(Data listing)
────────────────────────────────────────

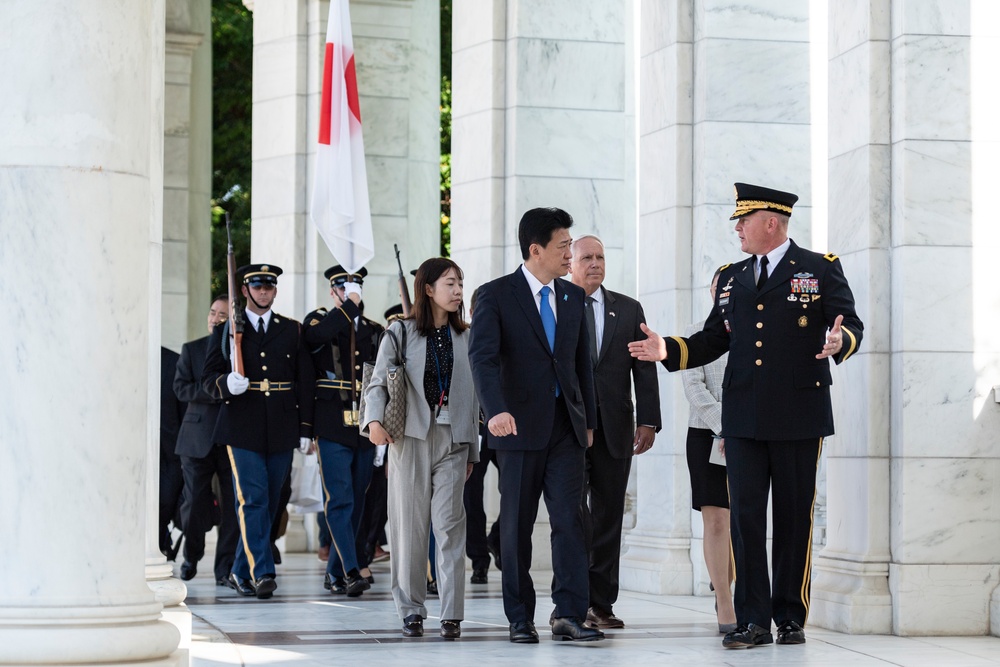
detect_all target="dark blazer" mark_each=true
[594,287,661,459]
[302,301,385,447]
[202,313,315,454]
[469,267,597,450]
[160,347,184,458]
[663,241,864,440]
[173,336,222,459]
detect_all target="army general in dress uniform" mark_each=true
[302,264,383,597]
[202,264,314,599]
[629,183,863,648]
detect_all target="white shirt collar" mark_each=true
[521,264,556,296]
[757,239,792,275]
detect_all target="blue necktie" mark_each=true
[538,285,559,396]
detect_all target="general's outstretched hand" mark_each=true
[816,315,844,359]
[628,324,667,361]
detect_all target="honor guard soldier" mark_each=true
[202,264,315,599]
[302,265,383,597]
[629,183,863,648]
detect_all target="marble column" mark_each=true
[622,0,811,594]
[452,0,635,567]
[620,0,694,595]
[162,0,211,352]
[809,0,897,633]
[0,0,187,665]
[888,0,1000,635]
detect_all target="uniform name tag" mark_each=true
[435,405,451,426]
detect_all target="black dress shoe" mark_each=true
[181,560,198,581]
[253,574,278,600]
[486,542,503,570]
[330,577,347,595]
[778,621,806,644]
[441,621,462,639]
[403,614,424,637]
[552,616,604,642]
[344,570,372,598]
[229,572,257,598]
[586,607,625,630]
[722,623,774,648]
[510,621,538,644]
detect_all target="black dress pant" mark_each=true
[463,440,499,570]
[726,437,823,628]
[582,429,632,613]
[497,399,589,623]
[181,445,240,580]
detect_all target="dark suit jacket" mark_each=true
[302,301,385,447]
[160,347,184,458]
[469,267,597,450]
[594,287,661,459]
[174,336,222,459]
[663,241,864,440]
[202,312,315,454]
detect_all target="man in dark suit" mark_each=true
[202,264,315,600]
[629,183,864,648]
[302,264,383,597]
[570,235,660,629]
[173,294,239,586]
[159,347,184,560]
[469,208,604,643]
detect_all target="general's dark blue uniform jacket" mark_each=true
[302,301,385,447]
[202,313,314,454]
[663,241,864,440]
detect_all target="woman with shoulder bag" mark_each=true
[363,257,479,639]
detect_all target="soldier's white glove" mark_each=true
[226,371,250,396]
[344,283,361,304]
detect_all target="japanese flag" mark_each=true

────────────────────────────────────────

◆ **Instructions to follow**: Write the listing above out again exactly, dropping each image.

◆ **Written solution**:
detect_all target="dark blazer" mark_each=true
[594,287,661,459]
[302,301,385,447]
[202,313,315,454]
[469,267,597,450]
[160,347,184,458]
[663,241,864,440]
[173,336,222,459]
detect_all target="army general in dress uniform" mark_each=true
[302,264,383,597]
[202,264,314,599]
[629,183,863,648]
detect_all target="white shirt collar" mark_each=true
[521,264,556,296]
[757,239,792,275]
detect_all target="blue necktie" mark_each=true
[538,285,559,396]
detect_all target="general's outstretched hand" mark_each=true
[816,315,844,359]
[628,324,667,361]
detect_all target="honor guard soldier" mark_each=true
[202,264,315,599]
[302,265,383,597]
[629,183,863,648]
detect_all target="marble column" mark_each=true
[622,0,811,594]
[452,0,635,567]
[620,0,694,595]
[162,0,211,352]
[809,0,897,633]
[0,0,187,665]
[888,0,1000,635]
detect_all target="uniform name tag" mark_each=true
[435,405,451,426]
detect_all target="black dress shoe" mark_each=true
[181,560,198,581]
[253,574,278,600]
[486,542,503,570]
[330,577,347,595]
[778,621,806,644]
[441,621,462,639]
[403,614,424,637]
[552,616,604,642]
[344,570,372,598]
[229,572,257,598]
[586,607,625,630]
[722,623,774,648]
[510,621,538,644]
detect_all target="black dress pant" mark_each=true
[463,440,499,570]
[726,437,823,628]
[582,429,632,613]
[497,399,589,623]
[181,445,240,580]
detect_all target="dark suit jacket" mark_each=true
[302,301,385,447]
[160,347,184,458]
[469,267,597,450]
[594,287,661,459]
[174,336,222,459]
[663,241,864,440]
[202,312,315,454]
detect_all target="man in dark suit" mark_each=true
[202,264,315,600]
[629,183,864,648]
[302,264,383,597]
[570,235,660,629]
[173,294,239,586]
[159,347,184,560]
[469,208,604,643]
detect_all target="general's dark blue uniform jacket" mark_each=true
[302,301,385,447]
[202,313,314,454]
[663,241,864,440]
detect_all target="woman with shoulder bag" mark_each=true
[363,257,479,639]
detect_all target="soldier's white glove" mark_each=true
[226,371,250,396]
[344,283,361,304]
detect_all target="japanese flag" mark_each=true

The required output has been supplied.